Input data:
____________________

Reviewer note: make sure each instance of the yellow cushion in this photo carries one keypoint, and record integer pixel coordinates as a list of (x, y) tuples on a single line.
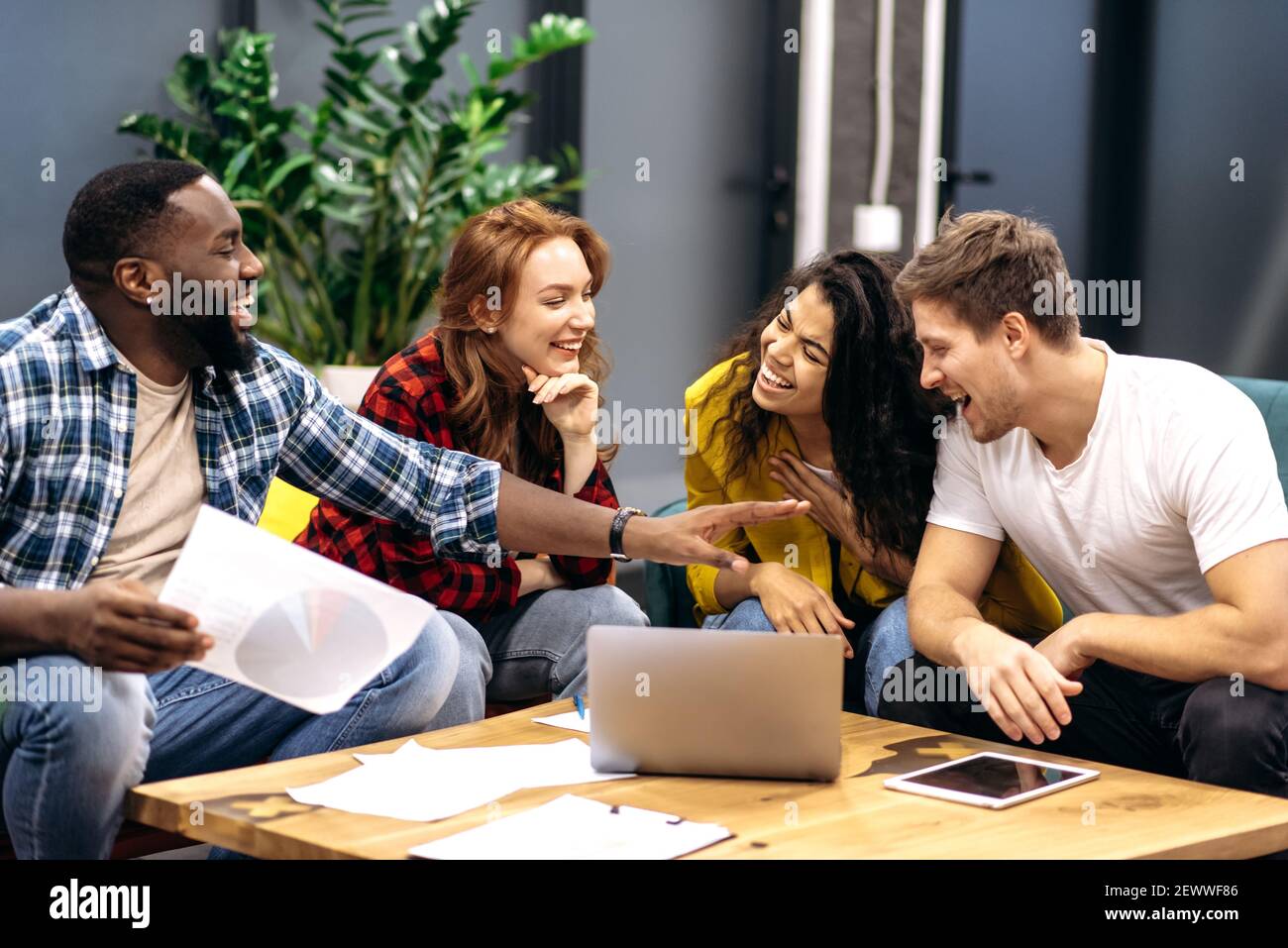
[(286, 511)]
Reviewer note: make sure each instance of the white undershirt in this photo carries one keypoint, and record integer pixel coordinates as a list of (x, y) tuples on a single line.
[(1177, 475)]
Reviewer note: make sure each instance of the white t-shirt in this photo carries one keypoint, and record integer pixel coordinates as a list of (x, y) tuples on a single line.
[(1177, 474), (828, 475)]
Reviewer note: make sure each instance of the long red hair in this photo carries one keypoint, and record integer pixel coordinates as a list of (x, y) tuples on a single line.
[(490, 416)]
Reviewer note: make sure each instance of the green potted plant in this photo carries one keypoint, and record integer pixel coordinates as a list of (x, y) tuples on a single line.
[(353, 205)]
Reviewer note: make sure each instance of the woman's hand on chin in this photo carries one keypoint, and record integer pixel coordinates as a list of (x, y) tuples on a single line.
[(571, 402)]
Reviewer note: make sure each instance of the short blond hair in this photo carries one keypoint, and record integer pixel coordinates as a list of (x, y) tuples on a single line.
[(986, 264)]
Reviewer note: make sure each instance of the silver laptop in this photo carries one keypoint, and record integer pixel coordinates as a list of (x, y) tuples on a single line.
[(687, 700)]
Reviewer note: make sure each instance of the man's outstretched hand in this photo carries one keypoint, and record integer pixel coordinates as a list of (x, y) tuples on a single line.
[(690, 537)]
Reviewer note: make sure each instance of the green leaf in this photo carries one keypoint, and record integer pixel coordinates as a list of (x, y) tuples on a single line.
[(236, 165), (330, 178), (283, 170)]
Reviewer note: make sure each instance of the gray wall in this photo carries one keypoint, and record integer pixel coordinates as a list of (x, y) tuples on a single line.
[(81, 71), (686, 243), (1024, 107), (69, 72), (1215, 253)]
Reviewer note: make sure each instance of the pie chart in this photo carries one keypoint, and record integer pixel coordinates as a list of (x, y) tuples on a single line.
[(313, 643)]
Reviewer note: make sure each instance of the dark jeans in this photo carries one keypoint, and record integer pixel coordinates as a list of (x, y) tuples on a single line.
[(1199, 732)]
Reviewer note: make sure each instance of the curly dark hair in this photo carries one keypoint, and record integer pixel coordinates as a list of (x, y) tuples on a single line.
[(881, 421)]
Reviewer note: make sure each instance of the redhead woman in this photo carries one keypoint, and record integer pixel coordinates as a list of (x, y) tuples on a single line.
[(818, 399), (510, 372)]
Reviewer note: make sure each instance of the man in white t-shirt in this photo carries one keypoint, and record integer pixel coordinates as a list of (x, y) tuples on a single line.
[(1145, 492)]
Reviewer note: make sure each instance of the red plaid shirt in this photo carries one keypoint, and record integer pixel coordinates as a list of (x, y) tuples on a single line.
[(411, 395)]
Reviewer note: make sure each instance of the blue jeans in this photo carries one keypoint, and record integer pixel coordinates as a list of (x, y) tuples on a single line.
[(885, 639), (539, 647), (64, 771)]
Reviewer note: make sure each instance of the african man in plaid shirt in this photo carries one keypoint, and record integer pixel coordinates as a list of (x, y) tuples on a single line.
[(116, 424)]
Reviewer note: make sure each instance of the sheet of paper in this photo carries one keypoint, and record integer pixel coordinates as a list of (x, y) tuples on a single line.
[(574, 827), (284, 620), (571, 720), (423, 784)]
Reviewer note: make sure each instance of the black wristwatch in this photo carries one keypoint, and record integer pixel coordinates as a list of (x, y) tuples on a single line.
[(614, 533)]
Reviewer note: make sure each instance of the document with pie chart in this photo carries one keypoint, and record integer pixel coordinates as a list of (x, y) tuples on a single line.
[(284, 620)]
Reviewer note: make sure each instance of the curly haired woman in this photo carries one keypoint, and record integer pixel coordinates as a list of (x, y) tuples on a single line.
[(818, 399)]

____________________

Exercise details: Excluding pictures, print all lines above exactly.

Written answer:
Reviewer note: make sure each instance of the yellow cushion in this photo carries one keypoint, and record integer pixel coordinates as a list of (x, y) tuples on a single line.
[(286, 511)]
Reviewer note: make sure each instance of the white undershirt in this photo carries one keypoint, and record integer pixel coordinates as a list of (x, y) tuples on a single line.
[(1177, 475)]
Reviewer note: make sure each instance of the white t-shirt in this photo carries one keypoint, and record integer pixel coordinates as a list of (x, y) tuples on a single line.
[(1177, 474), (828, 475)]
Reviewer note: make sure each instance of the long red hair in this photo carries one keypoint, and record integer pixel coordinates as a list of (x, y) tuples on a single line.
[(490, 416)]
Reviewer note: make sure each instance of the green potted plant in this photo carries one keypoint, and record integer pixel coordinates as a list of (x, y) tuples on a single line.
[(353, 205)]
Reviewer note: make sure each instance of the woman's hand on chin in this photo carries one keypoint, and record integer pixel coordinates as a list of (x, y) tuples on a single line.
[(571, 402)]
Reviewer note: make sure each instance of the short blond hair in this photo carries one keypoint, and record integer pixel coordinates as a list of (x, y) tuples on a single line.
[(986, 264)]
Reviewer note: make sure each instance of the silver laptop in this photo carries one keypoint, and record integer pixel coordinates as a list of (x, y) tuples on a single line.
[(687, 700)]
Reviewer note: make sure each instance of the man's outstretched hand in this photo carries one keypoint, and record integer pixel coordinates as a list of (x, y) tuples on a single line.
[(690, 537)]
Reviewer note: make sure each instance of the green leaf in this photo carries one keypoint, and record integer pixel coordinates as a list of (x, y) tuples on a single line.
[(236, 165), (330, 178), (283, 170)]
Reviewer note: make sure each instance of the gray wall in this photo carries one keypoint, and record integer pixel coordinates as a list of (x, y) tuples on a single line.
[(81, 71), (686, 243), (1024, 107), (69, 72), (1215, 253)]
Reviewer note: make sure each instance of the pie chart in this photo carries one keypoint, and record integer pixel coordinates as a list of (x, y) tuples on a single line.
[(313, 643)]
Reviewer note: make sure each instance of the dark jeans in this photo carries one keypoint, and record integer pixel coordinates as a list of (x, y) tuples on a single line.
[(1199, 732)]
Reviewer note: make sure each instance of the curly dark hair in this photo carries one keypoint, and record integer pixel coordinates as a list of (x, y) tuples on a single line.
[(881, 421)]
Reviewer note: make sure each instance of the redhead woman in this photo carries one keypoint, and record integer pixel coordinates as a list of (x, y) tuples on a single line.
[(818, 399), (510, 372)]
Reviewer note: make sure each instance of the man in white t-shirt in this photo carries one keypoint, and record integer pixel coordinates as a list of (x, y) tuples on a single line.
[(1145, 492)]
Reviewer note: make sure each instance of the red plaid shirt in this photo carries one keypoint, and record integer pixel coordinates as a list of (x, y) tuples on a single line.
[(411, 395)]
Reviewer note: make sure each instance of the blue jeans in this photo carries one keypoint, and record integer pixel coordinates as a list of (x, y) tuples on a single line.
[(885, 639), (539, 647), (64, 771)]
Reviewer note: make sure each instance of the african man in plaid shirt in this photo carries one keypoint, and record integer pixel coordinates as a list of (x, y) tuples on a single line.
[(116, 424)]
Reviewer note: make sure each instance of the sheet of paper in this photo carries one keypoint, and record integer pixel coordinates as a list of (x, y) tuples on a single line.
[(574, 827), (284, 620), (571, 720), (423, 784)]
Reviewer note: make sure each instance of the black wristwatch in this photo carries one keypoint, and record integer pixel coordinates as a list of (x, y) tuples on a single line.
[(614, 533)]
Reviewer note: make sure each instance of the document with pie chart in this photo carries one keypoint, and record integer pixel coordinates as a list of (x, y) tuples on a single line.
[(284, 620)]
Reviewer note: make sure each instance of the curly haired woman in this photo carries one keypoint, and record integer pixel coordinates as a list of (x, y) tuples on a single line.
[(818, 399)]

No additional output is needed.